WHAT YOU NEED TO DO:
In the ONE-PEACE description below, where is the online demo offered?

SELECTED EXTRACT:
★ ★ ★ ★ ★

Paper | Demo | Checkpoints | Datasets | ModelScope
ONE-PEACE is a general representation model across vision, audio, and language modalities, Without using any vision or language pretrained model for initialization, ONE-PEACE achieves leading results in vision, audio, audio-language, and vision-language tasks. Furthermore, ONE-PEACE possesses a strong emergent zero-shot retrieval capability, enabling it to align modalities that are not paired in the training data.
Below shows the architecture and pretraining tasks of ONE-PEACE. With the scaling-friendly architecture and modality-agnostic tasks, ONE-PEACE has the potential to expand to unlimited modalities.
Online Demo
We provide the online demo in Huggingface Spaces. In this demo, you can combine multiple modalities to retrieve related images, such as audio-to-image, audio+text-to-image, audio+image-to-image, and even audio+image+text-to-image.

★ ★ ★ ★ ★

DATASET EXCERPTS:
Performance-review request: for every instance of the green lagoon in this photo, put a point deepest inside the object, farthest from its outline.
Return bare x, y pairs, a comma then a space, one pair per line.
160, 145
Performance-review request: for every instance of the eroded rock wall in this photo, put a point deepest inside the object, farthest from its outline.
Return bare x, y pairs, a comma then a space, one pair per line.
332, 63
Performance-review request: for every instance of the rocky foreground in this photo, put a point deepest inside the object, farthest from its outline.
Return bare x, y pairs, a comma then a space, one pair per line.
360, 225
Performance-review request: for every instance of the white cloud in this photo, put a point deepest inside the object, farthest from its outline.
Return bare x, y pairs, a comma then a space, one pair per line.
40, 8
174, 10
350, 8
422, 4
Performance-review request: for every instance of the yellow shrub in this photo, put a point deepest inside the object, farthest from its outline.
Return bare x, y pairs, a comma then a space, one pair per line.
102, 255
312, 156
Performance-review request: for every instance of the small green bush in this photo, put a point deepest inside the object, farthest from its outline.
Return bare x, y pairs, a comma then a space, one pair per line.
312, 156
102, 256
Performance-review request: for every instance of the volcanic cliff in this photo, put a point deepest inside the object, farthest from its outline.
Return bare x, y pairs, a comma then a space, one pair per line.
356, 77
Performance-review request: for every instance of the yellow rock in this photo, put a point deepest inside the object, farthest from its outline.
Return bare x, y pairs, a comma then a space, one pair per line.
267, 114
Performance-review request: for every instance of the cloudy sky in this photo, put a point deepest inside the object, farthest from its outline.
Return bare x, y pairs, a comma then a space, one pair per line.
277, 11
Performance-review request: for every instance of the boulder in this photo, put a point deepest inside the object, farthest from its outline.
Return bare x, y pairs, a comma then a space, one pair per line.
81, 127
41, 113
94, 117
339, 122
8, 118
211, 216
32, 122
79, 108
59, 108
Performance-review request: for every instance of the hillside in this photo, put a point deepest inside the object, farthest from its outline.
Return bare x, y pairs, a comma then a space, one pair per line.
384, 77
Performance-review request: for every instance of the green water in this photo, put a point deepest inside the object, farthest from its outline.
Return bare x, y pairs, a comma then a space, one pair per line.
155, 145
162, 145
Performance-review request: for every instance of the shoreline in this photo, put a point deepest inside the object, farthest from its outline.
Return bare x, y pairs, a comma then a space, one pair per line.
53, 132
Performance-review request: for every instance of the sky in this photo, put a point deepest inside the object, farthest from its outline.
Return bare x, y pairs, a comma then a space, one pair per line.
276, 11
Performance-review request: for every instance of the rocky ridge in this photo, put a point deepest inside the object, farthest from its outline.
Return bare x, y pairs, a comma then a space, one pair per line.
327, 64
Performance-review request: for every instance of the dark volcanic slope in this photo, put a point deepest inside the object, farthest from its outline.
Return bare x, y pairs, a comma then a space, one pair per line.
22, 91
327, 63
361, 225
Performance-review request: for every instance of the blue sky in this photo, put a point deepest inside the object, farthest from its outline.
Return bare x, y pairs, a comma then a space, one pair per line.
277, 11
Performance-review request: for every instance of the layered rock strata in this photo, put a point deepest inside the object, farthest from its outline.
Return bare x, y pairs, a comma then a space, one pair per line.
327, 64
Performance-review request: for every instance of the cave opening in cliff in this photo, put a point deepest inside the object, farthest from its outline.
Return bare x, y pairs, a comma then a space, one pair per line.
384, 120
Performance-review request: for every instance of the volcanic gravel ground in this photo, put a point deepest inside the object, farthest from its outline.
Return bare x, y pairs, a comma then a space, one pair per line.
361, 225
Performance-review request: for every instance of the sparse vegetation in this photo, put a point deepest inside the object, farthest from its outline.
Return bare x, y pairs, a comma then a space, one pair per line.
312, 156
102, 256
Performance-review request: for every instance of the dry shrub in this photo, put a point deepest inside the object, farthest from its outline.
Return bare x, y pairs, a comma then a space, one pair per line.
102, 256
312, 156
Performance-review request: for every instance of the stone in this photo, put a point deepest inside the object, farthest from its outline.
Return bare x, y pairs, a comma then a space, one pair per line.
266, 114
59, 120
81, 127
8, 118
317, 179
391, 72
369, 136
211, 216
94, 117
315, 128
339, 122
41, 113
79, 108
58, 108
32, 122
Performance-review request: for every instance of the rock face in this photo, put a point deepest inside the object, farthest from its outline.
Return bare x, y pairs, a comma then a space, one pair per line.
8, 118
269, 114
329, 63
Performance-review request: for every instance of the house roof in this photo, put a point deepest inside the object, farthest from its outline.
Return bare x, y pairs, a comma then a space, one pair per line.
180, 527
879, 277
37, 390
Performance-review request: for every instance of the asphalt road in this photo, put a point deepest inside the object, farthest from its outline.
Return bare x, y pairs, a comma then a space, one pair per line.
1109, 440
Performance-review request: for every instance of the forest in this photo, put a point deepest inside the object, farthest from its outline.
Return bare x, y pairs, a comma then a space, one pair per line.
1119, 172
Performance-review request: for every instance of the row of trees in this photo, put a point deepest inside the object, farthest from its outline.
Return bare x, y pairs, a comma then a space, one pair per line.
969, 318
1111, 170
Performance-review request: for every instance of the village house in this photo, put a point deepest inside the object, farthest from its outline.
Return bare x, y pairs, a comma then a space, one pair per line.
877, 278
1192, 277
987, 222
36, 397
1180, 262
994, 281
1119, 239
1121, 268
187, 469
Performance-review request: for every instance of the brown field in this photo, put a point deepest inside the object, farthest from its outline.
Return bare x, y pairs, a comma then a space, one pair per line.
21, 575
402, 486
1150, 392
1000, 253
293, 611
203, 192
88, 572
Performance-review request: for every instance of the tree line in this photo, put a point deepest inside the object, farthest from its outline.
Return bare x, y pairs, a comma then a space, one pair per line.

★ ★ ★ ★ ★

PROBLEM SOLUTION:
Huggingface Spaces